Excerpted records Start Marker

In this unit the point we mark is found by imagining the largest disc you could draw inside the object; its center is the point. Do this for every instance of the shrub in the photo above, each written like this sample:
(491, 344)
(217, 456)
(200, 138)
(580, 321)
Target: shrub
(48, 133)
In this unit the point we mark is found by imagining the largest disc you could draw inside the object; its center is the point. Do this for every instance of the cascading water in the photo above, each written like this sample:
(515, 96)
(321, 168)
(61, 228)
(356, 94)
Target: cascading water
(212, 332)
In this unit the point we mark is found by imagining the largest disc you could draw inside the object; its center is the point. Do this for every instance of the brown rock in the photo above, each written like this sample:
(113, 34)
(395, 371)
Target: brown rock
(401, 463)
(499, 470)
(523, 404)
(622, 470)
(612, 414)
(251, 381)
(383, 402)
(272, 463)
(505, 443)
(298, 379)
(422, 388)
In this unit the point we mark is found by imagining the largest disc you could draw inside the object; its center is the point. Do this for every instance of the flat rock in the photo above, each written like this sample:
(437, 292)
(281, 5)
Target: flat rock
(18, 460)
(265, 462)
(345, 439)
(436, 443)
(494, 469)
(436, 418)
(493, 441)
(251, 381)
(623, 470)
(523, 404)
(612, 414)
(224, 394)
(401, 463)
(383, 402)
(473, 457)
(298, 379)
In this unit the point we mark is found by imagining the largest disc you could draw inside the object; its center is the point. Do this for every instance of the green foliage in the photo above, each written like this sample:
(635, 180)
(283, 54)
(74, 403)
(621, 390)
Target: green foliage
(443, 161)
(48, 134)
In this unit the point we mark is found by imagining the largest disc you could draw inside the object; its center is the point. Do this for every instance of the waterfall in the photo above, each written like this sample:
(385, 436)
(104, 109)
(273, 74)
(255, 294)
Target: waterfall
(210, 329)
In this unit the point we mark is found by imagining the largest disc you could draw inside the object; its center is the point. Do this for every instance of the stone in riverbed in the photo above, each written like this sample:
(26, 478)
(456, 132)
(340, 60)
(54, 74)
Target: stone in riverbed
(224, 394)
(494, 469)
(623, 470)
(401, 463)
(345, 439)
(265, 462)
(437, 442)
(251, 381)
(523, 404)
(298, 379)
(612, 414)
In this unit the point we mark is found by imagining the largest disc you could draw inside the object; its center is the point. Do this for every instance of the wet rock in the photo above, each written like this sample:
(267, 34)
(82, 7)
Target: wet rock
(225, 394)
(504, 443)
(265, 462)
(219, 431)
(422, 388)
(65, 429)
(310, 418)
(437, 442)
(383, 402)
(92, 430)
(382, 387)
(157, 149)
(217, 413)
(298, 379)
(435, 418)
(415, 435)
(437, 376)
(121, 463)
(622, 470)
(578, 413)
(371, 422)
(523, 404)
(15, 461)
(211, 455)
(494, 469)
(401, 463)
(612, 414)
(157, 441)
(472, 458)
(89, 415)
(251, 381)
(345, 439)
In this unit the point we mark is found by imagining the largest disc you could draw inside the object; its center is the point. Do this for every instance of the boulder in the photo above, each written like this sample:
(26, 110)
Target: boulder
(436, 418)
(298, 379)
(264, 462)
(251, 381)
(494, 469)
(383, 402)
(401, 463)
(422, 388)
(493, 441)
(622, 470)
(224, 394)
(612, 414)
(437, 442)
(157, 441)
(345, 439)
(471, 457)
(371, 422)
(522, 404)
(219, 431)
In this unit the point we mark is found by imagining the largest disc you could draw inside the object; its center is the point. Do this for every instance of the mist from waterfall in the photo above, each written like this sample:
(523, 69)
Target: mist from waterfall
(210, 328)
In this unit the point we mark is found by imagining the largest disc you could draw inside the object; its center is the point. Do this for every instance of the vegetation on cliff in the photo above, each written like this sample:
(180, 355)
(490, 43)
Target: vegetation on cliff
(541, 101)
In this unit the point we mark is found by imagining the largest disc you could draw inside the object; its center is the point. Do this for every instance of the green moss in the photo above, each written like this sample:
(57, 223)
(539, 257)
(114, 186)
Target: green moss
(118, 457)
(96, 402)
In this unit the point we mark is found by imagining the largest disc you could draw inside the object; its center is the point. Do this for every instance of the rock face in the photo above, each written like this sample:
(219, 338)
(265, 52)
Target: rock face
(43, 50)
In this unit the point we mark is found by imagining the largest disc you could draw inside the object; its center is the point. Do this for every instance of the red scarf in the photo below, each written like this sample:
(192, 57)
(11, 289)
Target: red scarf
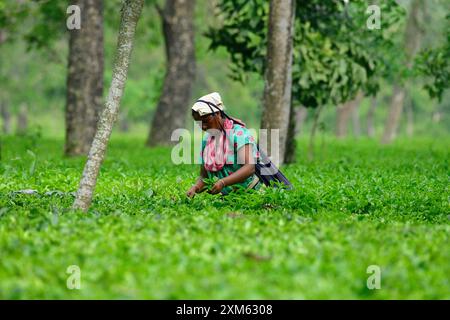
(217, 148)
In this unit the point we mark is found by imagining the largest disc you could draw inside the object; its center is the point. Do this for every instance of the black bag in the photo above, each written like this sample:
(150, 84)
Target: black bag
(268, 173)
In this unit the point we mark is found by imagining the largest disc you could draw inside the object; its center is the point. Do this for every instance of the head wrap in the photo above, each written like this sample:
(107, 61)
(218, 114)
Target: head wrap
(208, 104)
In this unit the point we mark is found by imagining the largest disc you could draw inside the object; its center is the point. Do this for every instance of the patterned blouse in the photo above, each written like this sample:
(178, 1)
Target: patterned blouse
(239, 136)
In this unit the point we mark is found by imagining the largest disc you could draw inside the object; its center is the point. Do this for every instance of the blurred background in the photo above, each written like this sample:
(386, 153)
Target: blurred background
(410, 61)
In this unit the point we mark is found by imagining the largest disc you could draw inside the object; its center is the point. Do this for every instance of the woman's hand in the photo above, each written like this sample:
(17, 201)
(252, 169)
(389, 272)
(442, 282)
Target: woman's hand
(192, 191)
(217, 187)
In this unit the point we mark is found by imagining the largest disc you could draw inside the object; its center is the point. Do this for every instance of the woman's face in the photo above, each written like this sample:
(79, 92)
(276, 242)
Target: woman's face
(207, 121)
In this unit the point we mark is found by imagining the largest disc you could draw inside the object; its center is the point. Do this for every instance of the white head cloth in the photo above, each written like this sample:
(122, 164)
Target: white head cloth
(203, 108)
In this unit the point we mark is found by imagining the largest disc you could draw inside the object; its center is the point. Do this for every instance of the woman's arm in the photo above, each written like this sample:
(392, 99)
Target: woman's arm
(245, 157)
(199, 184)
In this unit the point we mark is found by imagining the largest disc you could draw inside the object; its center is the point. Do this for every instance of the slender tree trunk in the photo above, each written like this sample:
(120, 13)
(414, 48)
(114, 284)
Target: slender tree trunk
(22, 120)
(371, 117)
(278, 76)
(6, 116)
(84, 78)
(123, 121)
(355, 121)
(178, 27)
(291, 144)
(301, 113)
(344, 112)
(395, 111)
(412, 44)
(410, 117)
(313, 133)
(131, 10)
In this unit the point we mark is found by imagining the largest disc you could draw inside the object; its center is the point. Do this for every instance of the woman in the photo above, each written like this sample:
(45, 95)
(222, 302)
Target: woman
(229, 151)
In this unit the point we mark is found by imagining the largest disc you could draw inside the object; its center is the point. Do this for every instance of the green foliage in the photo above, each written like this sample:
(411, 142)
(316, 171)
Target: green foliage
(359, 204)
(335, 55)
(435, 64)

Excerpted records End Marker

Work request: The records above need to be given again exactly. Omit the pictures.

The completed task:
In this unit the point we mark is found by imagining the largest disc you could draw inside the object; its center is the point. Do this for every instance of the shrub in the photo above, each written like this sample:
(491, 344)
(217, 456)
(200, 138)
(580, 321)
Target: shrub
(48, 133)
In this unit the point we mark is found by imagining the largest disc you could draw inside the object; its center is the point. Do this for every instance of the cascading water in the photo above, each written like this sample:
(515, 96)
(321, 168)
(61, 228)
(356, 94)
Target: cascading water
(212, 332)
In this unit the point we mark is found by imagining the largest disc you could draw inside the object; its center is the point. Do this for every instance of the brown rock in the photo above, each written like this sample:
(113, 34)
(395, 371)
Target: brown rock
(401, 463)
(499, 470)
(523, 404)
(622, 470)
(612, 414)
(251, 381)
(383, 402)
(272, 463)
(505, 443)
(298, 379)
(422, 388)
In this unit the point we mark is found by imagining the largest disc you could draw inside the object; its center is the point. Do this for every instance of the flat rock in the photo above, each written like this sample:
(437, 292)
(281, 5)
Target: flat rock
(18, 460)
(265, 462)
(345, 439)
(436, 443)
(494, 469)
(436, 418)
(493, 441)
(251, 381)
(623, 470)
(523, 404)
(612, 414)
(224, 394)
(401, 463)
(383, 402)
(473, 457)
(298, 379)
In this unit the point we mark is found by imagining the largest disc you could draw inside the object; its center is the point. Do this for every instance of the green foliage in the photo above, each written like this sample:
(635, 180)
(283, 54)
(74, 403)
(621, 390)
Target: green foliage
(443, 161)
(48, 134)
In this unit the point we mark is found by imagining the largest disc you could draw inside the object; its center is the point. Do this for every instance of the waterfall in the photo above, each written like this sample:
(385, 436)
(104, 109)
(273, 74)
(255, 294)
Target: waterfall
(210, 329)
In this unit the point we mark is found by imagining the largest disc you could draw inside the object; its center is the point. Do this for every instance of the stone in riverbed in the photo above, each written like this sample:
(26, 478)
(456, 132)
(340, 60)
(54, 74)
Target: stone in riverbed
(224, 394)
(494, 469)
(623, 470)
(401, 463)
(345, 439)
(265, 462)
(437, 442)
(251, 381)
(523, 404)
(298, 379)
(612, 414)
In this unit the point we mark is found by imagining the largest disc you could draw inside the object; its center is the point. Do this for every instance of the wet rock in the photo above, each written like this sample:
(267, 34)
(82, 7)
Target: wet rock
(225, 394)
(504, 443)
(265, 462)
(219, 431)
(422, 388)
(65, 429)
(310, 418)
(437, 442)
(383, 402)
(92, 430)
(382, 387)
(157, 149)
(217, 413)
(298, 379)
(435, 418)
(415, 435)
(437, 376)
(121, 463)
(622, 470)
(578, 413)
(371, 422)
(523, 404)
(15, 461)
(211, 455)
(494, 469)
(401, 463)
(612, 414)
(157, 441)
(472, 458)
(89, 415)
(251, 381)
(345, 439)
In this unit the point we mark is found by imagining the largest disc you could draw inside the object; its center is the point. Do this for every instance of the boulder in the photo above, each written like this sample:
(26, 110)
Target: boulder
(436, 418)
(298, 379)
(264, 462)
(251, 381)
(494, 469)
(383, 402)
(401, 463)
(422, 388)
(493, 441)
(622, 470)
(224, 394)
(612, 414)
(437, 442)
(157, 441)
(345, 439)
(471, 457)
(371, 422)
(522, 404)
(219, 431)
In this unit the point we mark is found by imagining the largest disc you could draw inside the object; its center is the point. Do this for every instance of the mist from waterfall in the photo above, each written like this sample:
(523, 69)
Target: mist from waterfall
(210, 328)
In this unit the point we mark is found by imagining the largest disc you could draw inside the object; its center is the point. Do this for every instance of the vegetation on cliff in the photo above, each written like this sample:
(180, 355)
(490, 43)
Target: vegetation on cliff
(541, 101)
In this unit the point we mark is found by imagining the largest disc you could draw inside the object; its center is the point. Do this for every instance of the green moss in the photo above, each written like this sample:
(57, 223)
(539, 257)
(114, 186)
Target: green moss
(118, 457)
(96, 402)
In this unit the point we mark is found by imagining the largest disc you could draw inside the object; its center is the point. Do this for every instance of the rock face in the photo above, each written like this sample:
(219, 338)
(265, 52)
Target: rock face
(43, 50)
In this unit the point we mark is found by imagining the largest disc you could draw inside the object; its center is the point. Do this for every instance of the red scarf in the photo below, each written like this sample:
(192, 57)
(11, 289)
Target: red scarf
(217, 148)
In this unit the point we mark is found by imagining the largest disc you could draw inside the object; its center is the point. Do this for every instance of the black bag in the photo above, each written like this sample:
(150, 84)
Target: black bag
(268, 173)
In this unit the point we mark is found by imagining the largest disc you could draw inside the object; its center is the point. Do this for every instance of the head wrap in the photo above, each written like this sample:
(107, 61)
(218, 114)
Target: head wrap
(208, 104)
In this unit the point we mark is found by imagining the largest disc you could draw inside the object; its center is the point. Do this for every instance of the patterned blouse in the photo above, each written like this sample:
(178, 1)
Target: patterned blouse
(239, 136)
In this unit the point we mark is found by imagining the largest disc you could draw inside the object; its center is the point. Do this for every instance of the blurred background in the photo above, each written like this sample:
(386, 153)
Target: blurred background
(410, 61)
In this unit the point we mark is found by imagining the largest disc you could draw inside the object; its center is the point. Do this for every instance of the woman's hand in the photo above, each written like this sample:
(17, 201)
(252, 169)
(389, 272)
(442, 282)
Target: woman's hand
(192, 191)
(217, 187)
In this unit the point we mark is found by imagining the largest disc you could draw inside the object; its center is the point. Do this for every instance of the woman's face in the photo above, each written like this sample:
(79, 92)
(276, 242)
Target: woman's face
(207, 121)
In this unit the point we mark is found by imagining the largest disc you could draw inside the object; its center is the point. Do this for every instance of the white head cloth in the photo above, each written like this sample:
(122, 164)
Target: white head cloth
(203, 108)
In this unit the point we mark is found by imagining the largest disc you could draw inside the object; its center is the point. Do this for every instance of the woman's arm in the photo above, each written like this sample:
(392, 99)
Target: woman's arm
(245, 157)
(199, 184)
In this unit the point we mark is found by imagining the largest disc you could draw inside the object; its center is the point. Do this for every instance of the slender tree trunk in the photo above, each written like this sample:
(120, 13)
(414, 48)
(114, 284)
Target: slender tree trunk
(22, 120)
(371, 117)
(278, 76)
(6, 116)
(84, 78)
(123, 121)
(355, 121)
(178, 27)
(291, 144)
(301, 113)
(344, 112)
(395, 111)
(412, 44)
(410, 117)
(313, 133)
(131, 10)
In this unit the point we mark is found by imagining the largest disc you could draw inside the object; its center is the point. Do this for every instance of the woman in the photo above, each written like this sample:
(45, 95)
(222, 302)
Target: woman
(229, 151)
In this unit the point we mark is found by imagining the largest disc you could draw inside the object; its center is the point. Do this for every instance of the green foliage in the photo above, each written like this sample:
(411, 142)
(316, 171)
Target: green foliage
(359, 204)
(335, 55)
(435, 64)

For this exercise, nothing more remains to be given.